Alıştırmanın amacı:
Aşağıdaki seçilen metinde "Piyasa katılımcıları, likidite" sözlerinden "dışı istihdam verisi." sözlerine kadar olan her şeyi hiçbir değişiklik yapmadan yazınız.

Seçilen metin:
◇ ◇ ◇ ◇
“Bu Cuma ABD’de tarım dışı istihdam verisi açıklanacak.”
“ABD tarım dışı istihdam verisinin açıklanmasından sonra volatilite oluşabilir.”
“ABD tarım dışı istihdam verisi öncesi dikkatli adımlar atmak gerekli.”
Bu cümleleri hem görsel hem de yazılı basında, finans piyasası oyuncularından sık sık duymaktayız. Verinin açıklandığı ülke olan ABD’nin yanı sıra, veri açıklandıktan sonra Türkiye’nin de içinde bulunduğu gelişmekte olan ülke piyasalarında volatiliteye (oynaklığa) neden olan ABD tarım dışı istihdam verisinin ne olduğuna hep beraber yakından bakalım.
Her ülke önceden belirlenmiş bir takvim çerçevesinde enflasyon, işsizlik, büyüme, dış ticaret açığı gibi çeşitli makro iktisadi verileri açıklamaktadır. Bu verilerin hepsi kuşkusuz önemlidir; fakat bazı verilerin önemi küresel piyasalar açısından diğer verilerden daha fazladır. 2008 yılında, anavatanı ABD olan büyük bir küresel kriz yaşadık. Bu küresel kriz kendi vatanında kalmayarak tüm dünya ülkelerine sirayet etti. Küresel krizin etkilerinden kurtulabilmek amacıyla gelişmiş ülkeler birbiri ardına politika faizlerini düşürdü ve likiditenin bol olduğu bir ortam yaratıldı. Likiditenin bu denli artması, hepimizin bildiği üzere Türkiye’nin de içinde bulunduğu tüm ülkelerde varlık fiyatlarını şişirdi.
2008 yılında yaklaşık 865 milyar dolar olan ABD bilanço büyüklüğü, günümüzde 4,5 trilyon dolar seviyesine ulaşmış bulunmaktadır. FED Başkanı Janet Yellen ve diğer ABD Merkez Bankası yetkilileri, son zamanlarda “Bilanço daraltmaya görece yakın zamanda başlanabilir” mesajları vermektedirler. İşte bu noktada “Ne zaman?” sorusu ve bu sorunun cevabı büyük önem arz etmektedir.
Piyasa katılımcıları, likidite miktarında ne zaman azaltılmaya gidileceğini; bir başka ifadeyle “normalleşme” sürecinin ne zaman başlayacağını merak etmektedirler. Bu noktada, gözler krizin anavatanı olan ABD’nin ne zaman normalleşme sürecine gireceğine ve buna bağlı olarak faiz oranını ne zaman artıracağına odaklanmıştır. Bu durum, kriz ortamında önemli bir verinin diğerlerinin önüne geçmesine neden olmaktadır: ABD tarım dışı istihdam verisi.
Her ayın ilk cuma günü ABD saati ile 08.30’da, Türkiye saati ile yaz saati uygulamasına göre 15.30’da ve yaz saati uygulamasının olmadığı dönemde ise 16.30’da açıklanan ABD tarım dışı istihdam verisi, tarım sektörü dışında çalışanların sayısındaki değişikliği göstermektedir. Tarım sektöründeki işgücünün mevsimsel değişiminin toplam istihdam rakamları üzerindeki olumsuz etkilerinin azaltılabilmesi amacıyla, istihdam verisine tarım sektöründe çalışanlar dahil edilmemektedir. Dolayısıyla, tarım dışı istihdam verisinin ölçülmesi yoluyla, Amerikan ekonomisinde insanların iş ortamına niceliksel olarak katılımı net olarak ifade edilmektedir.
◇ ◇ ◇ ◇
Görsel şekil etiketleme öğeleri:
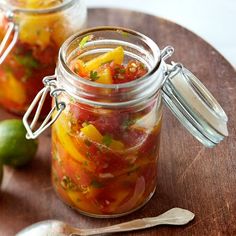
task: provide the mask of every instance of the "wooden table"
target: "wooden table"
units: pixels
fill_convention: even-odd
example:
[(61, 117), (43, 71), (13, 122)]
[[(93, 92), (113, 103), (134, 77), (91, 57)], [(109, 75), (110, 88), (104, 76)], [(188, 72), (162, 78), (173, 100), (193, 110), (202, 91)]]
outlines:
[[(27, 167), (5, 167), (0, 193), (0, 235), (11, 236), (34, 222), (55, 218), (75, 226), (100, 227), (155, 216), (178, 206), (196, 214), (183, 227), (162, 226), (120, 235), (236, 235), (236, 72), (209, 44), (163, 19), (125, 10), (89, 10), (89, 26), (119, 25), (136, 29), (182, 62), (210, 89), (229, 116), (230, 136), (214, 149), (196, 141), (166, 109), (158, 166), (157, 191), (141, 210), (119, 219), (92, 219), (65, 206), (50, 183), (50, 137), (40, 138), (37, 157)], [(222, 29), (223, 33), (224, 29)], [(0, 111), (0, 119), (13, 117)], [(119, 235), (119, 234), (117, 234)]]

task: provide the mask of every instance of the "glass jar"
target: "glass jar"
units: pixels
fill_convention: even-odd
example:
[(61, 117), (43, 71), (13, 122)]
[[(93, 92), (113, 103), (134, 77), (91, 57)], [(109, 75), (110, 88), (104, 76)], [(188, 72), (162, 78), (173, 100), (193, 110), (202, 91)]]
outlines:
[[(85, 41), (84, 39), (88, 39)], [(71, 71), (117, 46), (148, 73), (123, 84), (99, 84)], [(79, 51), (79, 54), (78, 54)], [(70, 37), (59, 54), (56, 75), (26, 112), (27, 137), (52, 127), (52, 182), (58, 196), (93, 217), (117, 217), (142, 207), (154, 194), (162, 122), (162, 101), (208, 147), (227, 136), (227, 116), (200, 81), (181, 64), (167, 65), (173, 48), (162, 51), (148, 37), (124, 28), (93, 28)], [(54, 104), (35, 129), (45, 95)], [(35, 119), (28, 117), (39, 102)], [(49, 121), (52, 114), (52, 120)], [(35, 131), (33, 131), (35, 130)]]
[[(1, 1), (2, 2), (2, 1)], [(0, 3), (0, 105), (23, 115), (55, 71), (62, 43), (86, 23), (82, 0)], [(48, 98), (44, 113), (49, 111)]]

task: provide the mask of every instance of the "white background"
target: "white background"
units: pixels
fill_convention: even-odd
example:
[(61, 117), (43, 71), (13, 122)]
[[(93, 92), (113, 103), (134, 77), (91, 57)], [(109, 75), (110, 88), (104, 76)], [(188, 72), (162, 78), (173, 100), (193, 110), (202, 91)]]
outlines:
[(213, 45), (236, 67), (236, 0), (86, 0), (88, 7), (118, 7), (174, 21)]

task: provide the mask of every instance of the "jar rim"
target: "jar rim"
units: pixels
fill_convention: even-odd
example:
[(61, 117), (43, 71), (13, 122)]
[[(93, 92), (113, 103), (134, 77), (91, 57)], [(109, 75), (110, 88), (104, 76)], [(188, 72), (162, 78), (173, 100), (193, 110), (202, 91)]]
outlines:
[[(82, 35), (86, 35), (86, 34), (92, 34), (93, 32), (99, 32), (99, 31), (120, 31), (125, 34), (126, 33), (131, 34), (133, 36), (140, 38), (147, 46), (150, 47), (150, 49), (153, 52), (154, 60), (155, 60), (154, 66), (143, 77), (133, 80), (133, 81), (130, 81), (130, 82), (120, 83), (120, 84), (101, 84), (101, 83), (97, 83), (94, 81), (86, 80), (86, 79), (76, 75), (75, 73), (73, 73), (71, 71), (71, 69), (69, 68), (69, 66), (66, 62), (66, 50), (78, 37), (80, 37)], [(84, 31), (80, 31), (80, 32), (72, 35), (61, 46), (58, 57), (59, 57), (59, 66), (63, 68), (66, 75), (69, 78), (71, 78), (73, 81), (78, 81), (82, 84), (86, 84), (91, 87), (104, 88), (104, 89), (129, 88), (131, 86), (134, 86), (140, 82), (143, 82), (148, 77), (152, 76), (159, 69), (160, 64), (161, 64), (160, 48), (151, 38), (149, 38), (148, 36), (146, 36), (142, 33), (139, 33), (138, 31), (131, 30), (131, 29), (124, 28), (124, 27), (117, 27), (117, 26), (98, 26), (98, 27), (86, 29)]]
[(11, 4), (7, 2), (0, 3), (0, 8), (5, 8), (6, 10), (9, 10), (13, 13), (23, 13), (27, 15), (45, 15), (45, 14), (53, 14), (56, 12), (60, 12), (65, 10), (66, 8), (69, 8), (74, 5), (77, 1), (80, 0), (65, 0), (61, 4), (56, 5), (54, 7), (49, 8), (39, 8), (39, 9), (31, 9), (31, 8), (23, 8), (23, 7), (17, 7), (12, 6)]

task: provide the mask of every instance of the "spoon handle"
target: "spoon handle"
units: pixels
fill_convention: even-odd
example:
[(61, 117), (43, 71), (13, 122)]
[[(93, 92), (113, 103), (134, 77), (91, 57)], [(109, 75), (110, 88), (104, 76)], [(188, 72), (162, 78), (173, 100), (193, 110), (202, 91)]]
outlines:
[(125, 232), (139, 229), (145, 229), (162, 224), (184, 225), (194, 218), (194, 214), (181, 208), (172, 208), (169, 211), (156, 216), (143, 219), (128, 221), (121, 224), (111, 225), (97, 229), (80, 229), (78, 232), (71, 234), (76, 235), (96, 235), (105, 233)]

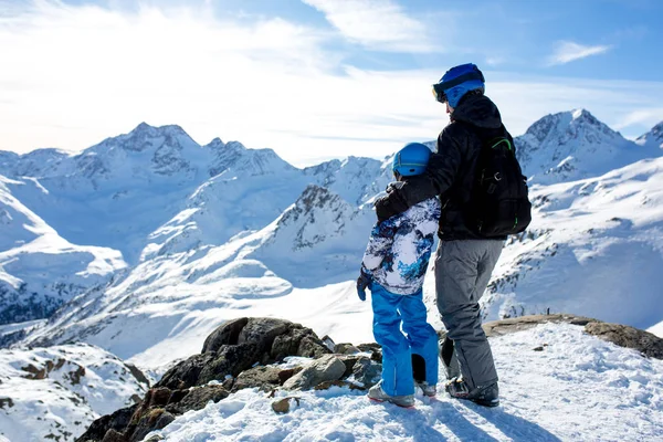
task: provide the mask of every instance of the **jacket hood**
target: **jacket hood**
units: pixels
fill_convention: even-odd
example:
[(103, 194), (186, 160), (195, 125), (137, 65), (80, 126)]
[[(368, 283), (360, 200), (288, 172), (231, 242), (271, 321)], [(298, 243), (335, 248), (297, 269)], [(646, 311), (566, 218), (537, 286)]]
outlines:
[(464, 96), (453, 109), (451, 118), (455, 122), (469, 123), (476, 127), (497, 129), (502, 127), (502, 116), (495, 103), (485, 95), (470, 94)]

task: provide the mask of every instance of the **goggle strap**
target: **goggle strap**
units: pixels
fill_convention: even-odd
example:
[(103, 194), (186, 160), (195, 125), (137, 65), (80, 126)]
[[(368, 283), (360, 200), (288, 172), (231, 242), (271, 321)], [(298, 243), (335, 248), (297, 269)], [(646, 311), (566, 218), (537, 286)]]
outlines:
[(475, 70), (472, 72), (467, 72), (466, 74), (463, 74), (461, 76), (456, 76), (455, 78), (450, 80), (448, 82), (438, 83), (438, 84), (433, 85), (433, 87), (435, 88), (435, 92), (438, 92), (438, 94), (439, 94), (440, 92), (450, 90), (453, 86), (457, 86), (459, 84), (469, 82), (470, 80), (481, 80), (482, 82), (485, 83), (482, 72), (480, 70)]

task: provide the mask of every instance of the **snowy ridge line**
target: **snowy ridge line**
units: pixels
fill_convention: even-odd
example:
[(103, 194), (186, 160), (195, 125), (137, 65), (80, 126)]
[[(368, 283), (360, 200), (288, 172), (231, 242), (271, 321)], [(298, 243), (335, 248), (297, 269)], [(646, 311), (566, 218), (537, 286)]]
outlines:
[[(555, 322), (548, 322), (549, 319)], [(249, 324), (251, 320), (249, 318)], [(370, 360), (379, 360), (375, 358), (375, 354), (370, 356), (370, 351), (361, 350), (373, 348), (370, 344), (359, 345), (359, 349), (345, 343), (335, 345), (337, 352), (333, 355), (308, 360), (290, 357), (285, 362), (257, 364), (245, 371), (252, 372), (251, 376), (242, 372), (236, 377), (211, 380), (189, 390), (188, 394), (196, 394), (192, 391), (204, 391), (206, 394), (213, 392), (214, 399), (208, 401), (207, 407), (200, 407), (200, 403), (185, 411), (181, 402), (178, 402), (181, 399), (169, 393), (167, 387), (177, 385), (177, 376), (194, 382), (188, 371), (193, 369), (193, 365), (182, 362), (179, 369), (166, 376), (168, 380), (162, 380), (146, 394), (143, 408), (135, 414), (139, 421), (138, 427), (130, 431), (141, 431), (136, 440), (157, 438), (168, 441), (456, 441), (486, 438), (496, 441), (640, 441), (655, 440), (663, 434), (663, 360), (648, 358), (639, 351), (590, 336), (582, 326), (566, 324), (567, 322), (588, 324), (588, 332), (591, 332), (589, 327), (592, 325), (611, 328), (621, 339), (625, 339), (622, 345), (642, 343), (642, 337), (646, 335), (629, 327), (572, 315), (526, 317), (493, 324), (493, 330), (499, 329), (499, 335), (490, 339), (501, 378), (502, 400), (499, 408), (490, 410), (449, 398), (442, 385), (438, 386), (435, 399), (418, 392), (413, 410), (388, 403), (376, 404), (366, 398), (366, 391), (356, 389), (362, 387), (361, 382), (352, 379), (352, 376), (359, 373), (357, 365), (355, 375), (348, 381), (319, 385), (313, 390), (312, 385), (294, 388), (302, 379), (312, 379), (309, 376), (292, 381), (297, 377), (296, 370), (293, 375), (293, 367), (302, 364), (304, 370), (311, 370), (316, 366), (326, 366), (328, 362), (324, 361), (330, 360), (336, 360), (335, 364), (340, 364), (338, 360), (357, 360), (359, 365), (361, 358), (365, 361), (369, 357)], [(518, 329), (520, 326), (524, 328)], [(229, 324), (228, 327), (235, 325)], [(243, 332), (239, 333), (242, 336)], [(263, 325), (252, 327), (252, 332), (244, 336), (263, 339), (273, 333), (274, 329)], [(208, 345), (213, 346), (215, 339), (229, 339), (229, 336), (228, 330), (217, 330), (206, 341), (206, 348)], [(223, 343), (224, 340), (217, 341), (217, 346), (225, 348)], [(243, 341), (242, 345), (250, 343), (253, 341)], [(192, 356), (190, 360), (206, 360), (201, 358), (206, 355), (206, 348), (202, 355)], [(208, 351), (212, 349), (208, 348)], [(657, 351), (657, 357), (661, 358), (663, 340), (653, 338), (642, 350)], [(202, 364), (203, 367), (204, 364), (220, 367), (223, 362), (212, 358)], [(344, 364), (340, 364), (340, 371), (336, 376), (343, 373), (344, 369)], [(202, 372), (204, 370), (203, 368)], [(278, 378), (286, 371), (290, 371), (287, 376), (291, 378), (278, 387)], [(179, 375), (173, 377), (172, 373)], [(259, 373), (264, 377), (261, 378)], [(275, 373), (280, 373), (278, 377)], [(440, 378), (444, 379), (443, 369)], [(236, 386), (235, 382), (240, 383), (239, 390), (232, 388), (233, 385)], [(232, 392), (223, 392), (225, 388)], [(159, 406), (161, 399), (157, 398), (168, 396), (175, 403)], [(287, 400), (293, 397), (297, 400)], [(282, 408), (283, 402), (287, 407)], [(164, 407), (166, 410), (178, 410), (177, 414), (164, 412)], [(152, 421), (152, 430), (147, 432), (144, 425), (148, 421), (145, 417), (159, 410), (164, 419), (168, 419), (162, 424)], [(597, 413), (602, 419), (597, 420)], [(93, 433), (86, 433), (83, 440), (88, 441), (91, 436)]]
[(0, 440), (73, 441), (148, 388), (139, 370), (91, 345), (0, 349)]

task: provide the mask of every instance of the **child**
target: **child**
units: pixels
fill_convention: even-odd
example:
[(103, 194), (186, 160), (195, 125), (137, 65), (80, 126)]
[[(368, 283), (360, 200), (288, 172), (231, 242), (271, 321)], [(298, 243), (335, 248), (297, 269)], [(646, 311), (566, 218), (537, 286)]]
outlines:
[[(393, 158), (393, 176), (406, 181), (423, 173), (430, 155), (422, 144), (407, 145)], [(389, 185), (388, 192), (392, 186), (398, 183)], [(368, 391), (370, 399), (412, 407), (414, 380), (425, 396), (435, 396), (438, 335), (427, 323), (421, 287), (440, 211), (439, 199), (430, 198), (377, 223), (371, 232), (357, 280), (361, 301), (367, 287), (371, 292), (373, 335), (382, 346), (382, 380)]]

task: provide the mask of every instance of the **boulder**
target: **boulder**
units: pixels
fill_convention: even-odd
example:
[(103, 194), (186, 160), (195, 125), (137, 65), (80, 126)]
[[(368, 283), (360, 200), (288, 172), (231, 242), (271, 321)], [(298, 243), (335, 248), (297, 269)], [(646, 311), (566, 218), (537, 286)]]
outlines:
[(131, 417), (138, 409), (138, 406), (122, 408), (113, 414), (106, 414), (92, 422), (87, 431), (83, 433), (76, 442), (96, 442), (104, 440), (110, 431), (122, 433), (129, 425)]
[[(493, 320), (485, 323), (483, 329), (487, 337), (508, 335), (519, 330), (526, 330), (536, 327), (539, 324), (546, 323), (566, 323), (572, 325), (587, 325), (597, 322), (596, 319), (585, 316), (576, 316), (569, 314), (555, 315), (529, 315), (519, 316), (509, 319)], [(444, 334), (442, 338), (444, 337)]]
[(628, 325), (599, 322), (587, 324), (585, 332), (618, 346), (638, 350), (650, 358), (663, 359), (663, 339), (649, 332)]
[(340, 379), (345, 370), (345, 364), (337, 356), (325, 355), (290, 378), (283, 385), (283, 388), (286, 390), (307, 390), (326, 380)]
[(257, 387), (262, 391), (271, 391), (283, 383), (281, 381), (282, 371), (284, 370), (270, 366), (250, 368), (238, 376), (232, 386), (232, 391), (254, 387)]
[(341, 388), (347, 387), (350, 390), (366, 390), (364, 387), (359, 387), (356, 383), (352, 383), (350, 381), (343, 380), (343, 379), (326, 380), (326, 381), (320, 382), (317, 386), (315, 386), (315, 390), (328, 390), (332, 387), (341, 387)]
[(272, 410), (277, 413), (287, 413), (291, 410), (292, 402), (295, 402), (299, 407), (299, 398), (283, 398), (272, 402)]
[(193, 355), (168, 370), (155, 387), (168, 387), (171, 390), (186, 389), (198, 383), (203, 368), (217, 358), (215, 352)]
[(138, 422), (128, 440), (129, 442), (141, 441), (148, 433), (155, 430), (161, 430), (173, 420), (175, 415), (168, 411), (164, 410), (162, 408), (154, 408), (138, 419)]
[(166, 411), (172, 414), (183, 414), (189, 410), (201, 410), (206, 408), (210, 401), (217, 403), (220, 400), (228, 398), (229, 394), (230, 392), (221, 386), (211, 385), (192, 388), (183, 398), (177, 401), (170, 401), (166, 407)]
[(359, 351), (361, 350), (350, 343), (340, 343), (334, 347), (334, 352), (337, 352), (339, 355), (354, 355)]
◇ ◇ ◇ ◇
Çözüm:
Piyasa katılımcıları, likidite miktarında ne zaman azaltılmaya gidileceğini; bir başka ifadeyle “normalleşme” sürecinin ne zaman başlayacağını merak etmektedirler. Bu noktada, gözler krizin anavatanı olan ABD’nin ne zaman normalleşme sürecine gireceğine ve buna bağlı olarak faiz oranını ne zaman artıracağına odaklanmıştır. Bu durum, kriz ortamında önemli bir verinin diğerlerinin önüne geçmesine neden olmaktadır: ABD tarım dışı istihdam verisi.